Excerpt:
---

Welcome to the NSF Center for Chemical Innovation (CCI):
MOSAIC: Multimodal Observatory for Single Atom Imaging of Chemistry
Redefining Chemistry with Real-Time, Single-Atom Dynamics
At MOSAIC, we advance the field of chemistry by enabling direct observation of chemical reactions at the atomic level. Through advanced imaging techniques and cutting-edge technology, we bring unprecedented clarity to the dynamic behavior of individual atoms during chemical processes. These insights hold the potential to transform industries such as energy storage, catalysis, manufacturing, opto-electronics, and beyond.
Image: Studying the effect of dimensionality, environment and opto-electronic-chemical reactions
Our Vision: Unlocking the Atom-Level Secrets of Chemistry
The NSF Center for Multimodal Observatory for Single Atom Imaging of Chemistry (MOSAIC) is dedicated to the goal of real-time visualization of single atoms during chemical reactions. By capturing the finest details of how atomic structures change, interact, and influence chemical properties, we are opening a new frontier in chemical science. These advancements are essential to meet society’s needs for new solutions in areas such as sustainability, energy, and material synthesis.

---

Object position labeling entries

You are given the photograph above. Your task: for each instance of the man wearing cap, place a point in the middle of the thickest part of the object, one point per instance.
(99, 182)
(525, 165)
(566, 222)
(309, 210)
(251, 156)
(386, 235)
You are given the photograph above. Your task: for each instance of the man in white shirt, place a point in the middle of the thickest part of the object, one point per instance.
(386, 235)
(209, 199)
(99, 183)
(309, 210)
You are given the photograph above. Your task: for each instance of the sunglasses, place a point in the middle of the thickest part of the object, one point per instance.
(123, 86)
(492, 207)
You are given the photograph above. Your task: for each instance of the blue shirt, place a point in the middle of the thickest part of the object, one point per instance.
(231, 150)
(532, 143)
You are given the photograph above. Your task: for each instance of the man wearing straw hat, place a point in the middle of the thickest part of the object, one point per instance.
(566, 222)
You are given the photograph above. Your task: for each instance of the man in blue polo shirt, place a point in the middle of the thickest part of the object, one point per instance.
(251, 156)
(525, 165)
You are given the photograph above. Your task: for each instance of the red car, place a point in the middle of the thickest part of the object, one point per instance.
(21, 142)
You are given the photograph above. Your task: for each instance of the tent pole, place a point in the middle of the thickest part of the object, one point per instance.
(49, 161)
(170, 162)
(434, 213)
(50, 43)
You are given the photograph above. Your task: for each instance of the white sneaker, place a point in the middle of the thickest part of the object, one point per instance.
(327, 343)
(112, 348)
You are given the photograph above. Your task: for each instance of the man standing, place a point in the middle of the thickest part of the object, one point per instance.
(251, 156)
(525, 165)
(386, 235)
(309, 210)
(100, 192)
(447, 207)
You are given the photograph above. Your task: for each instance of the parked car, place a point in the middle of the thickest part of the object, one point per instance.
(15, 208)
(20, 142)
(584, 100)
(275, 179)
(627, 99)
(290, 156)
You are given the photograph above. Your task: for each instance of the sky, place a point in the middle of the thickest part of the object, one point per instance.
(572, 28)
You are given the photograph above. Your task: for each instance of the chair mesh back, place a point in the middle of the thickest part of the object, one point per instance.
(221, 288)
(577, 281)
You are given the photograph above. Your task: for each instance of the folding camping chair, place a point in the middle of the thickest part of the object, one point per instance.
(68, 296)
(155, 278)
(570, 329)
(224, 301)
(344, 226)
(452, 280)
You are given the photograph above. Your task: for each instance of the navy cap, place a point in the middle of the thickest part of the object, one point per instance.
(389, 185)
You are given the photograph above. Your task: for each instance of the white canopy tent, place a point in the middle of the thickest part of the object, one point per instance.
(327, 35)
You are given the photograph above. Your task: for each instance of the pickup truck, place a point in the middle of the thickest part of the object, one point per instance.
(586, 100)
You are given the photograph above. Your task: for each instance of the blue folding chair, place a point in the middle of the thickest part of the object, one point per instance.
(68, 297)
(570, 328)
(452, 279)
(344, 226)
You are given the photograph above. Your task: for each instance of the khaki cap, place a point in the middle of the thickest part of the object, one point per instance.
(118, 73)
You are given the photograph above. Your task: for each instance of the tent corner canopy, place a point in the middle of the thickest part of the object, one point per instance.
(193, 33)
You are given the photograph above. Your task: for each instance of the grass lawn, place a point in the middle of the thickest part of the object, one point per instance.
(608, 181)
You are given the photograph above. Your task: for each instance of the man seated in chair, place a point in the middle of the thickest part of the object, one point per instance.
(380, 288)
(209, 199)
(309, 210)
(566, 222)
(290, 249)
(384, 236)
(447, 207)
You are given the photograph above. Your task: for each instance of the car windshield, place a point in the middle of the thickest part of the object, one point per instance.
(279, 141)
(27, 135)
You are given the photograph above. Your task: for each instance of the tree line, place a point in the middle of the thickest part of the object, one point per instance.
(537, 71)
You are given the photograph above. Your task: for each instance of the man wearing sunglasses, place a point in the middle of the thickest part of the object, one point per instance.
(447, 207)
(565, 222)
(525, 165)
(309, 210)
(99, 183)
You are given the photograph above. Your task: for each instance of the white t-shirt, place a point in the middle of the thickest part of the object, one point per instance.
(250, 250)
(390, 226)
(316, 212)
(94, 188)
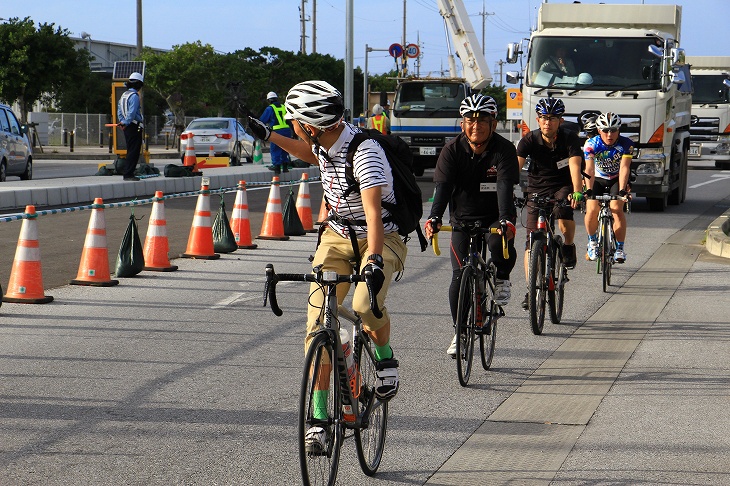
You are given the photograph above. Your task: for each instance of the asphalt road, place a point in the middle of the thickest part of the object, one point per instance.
(183, 378)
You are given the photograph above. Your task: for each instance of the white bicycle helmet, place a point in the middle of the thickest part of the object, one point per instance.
(476, 104)
(315, 103)
(608, 120)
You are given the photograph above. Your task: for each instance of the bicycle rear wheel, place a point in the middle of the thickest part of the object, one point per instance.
(559, 278)
(370, 440)
(607, 256)
(465, 321)
(537, 286)
(319, 467)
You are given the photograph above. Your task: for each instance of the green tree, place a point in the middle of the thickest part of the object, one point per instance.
(37, 63)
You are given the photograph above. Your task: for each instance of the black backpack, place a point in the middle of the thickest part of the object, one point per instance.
(408, 209)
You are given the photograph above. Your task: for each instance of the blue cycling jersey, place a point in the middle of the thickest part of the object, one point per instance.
(607, 158)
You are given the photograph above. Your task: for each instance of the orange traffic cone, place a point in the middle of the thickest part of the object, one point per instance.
(240, 223)
(304, 206)
(200, 241)
(323, 211)
(156, 245)
(190, 160)
(94, 266)
(26, 277)
(272, 227)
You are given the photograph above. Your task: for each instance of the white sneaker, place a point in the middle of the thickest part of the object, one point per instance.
(592, 250)
(452, 348)
(619, 256)
(315, 440)
(502, 291)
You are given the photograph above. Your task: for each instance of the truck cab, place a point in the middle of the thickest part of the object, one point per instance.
(710, 129)
(426, 116)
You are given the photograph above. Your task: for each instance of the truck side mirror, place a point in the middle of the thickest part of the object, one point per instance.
(513, 52)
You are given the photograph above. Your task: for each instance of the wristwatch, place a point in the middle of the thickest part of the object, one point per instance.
(378, 259)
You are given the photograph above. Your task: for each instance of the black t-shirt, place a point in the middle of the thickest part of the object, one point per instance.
(481, 186)
(549, 167)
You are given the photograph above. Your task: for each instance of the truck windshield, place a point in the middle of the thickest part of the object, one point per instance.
(593, 63)
(709, 89)
(429, 97)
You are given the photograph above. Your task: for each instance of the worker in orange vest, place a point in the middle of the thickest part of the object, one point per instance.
(379, 121)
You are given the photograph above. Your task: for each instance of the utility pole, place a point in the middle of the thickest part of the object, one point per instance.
(484, 15)
(314, 26)
(139, 27)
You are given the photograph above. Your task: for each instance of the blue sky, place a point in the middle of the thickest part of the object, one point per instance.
(229, 25)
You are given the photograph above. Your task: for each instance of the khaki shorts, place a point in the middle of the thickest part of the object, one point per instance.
(335, 254)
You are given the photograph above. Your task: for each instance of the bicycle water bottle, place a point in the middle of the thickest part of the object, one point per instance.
(347, 352)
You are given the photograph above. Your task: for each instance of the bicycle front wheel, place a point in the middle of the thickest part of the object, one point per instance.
(369, 440)
(607, 256)
(465, 322)
(320, 405)
(538, 290)
(559, 277)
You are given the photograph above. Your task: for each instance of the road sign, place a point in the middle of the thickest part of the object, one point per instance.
(412, 51)
(395, 50)
(514, 104)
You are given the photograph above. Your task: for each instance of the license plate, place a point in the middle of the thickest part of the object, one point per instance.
(427, 150)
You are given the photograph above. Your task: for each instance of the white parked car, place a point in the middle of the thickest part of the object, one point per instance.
(226, 136)
(16, 153)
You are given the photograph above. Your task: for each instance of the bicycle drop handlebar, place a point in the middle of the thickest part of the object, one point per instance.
(503, 228)
(319, 277)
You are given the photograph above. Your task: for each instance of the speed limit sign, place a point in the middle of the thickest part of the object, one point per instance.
(412, 50)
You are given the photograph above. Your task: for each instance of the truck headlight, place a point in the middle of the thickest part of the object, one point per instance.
(650, 168)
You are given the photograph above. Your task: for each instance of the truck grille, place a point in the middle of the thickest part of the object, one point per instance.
(704, 129)
(427, 140)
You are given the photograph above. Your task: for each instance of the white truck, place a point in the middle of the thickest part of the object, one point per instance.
(623, 59)
(425, 113)
(710, 130)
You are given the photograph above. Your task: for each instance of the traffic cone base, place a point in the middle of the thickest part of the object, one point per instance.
(94, 266)
(156, 244)
(272, 227)
(26, 276)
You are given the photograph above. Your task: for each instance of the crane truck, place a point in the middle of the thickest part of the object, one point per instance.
(426, 110)
(710, 131)
(623, 59)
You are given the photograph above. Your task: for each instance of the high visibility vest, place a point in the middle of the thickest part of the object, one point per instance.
(379, 123)
(280, 111)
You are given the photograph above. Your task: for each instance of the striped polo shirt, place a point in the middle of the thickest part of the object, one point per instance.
(370, 168)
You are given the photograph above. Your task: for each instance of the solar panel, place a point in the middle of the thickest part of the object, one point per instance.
(122, 69)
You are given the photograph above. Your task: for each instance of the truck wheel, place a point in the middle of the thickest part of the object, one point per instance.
(657, 203)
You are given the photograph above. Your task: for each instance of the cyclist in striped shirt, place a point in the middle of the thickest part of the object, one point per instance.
(358, 228)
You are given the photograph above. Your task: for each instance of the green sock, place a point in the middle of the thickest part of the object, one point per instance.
(319, 404)
(383, 352)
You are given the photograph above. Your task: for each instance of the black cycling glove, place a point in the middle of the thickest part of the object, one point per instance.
(259, 129)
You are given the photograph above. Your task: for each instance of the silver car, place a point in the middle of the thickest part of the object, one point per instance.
(16, 154)
(225, 136)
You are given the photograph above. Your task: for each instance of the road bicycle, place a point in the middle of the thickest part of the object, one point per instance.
(351, 401)
(477, 313)
(606, 236)
(547, 274)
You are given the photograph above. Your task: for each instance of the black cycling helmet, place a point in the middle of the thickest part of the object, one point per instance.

---

Tasks:
1. According to the MOSAIC page, what goal is the center dedicated to?
2. Collect every line of the listing that contains the word "vest". Treat uppercase and lowercase letters as different.
The MOSAIC page and the listing are unrelated to each other.

Problem solutions:
1. The center is dedicated to the real-time visualization of single atoms during chemical reactions.

2.
You are given the photograph above. Your task: for each instance of the worker in orange vest, place a point in the middle of the thickest part of the object, one point per instance.
You are given the photograph above. Your task: for each instance of the high visibility vest, place a point in the middle of the thickest part of the object, one point per instance.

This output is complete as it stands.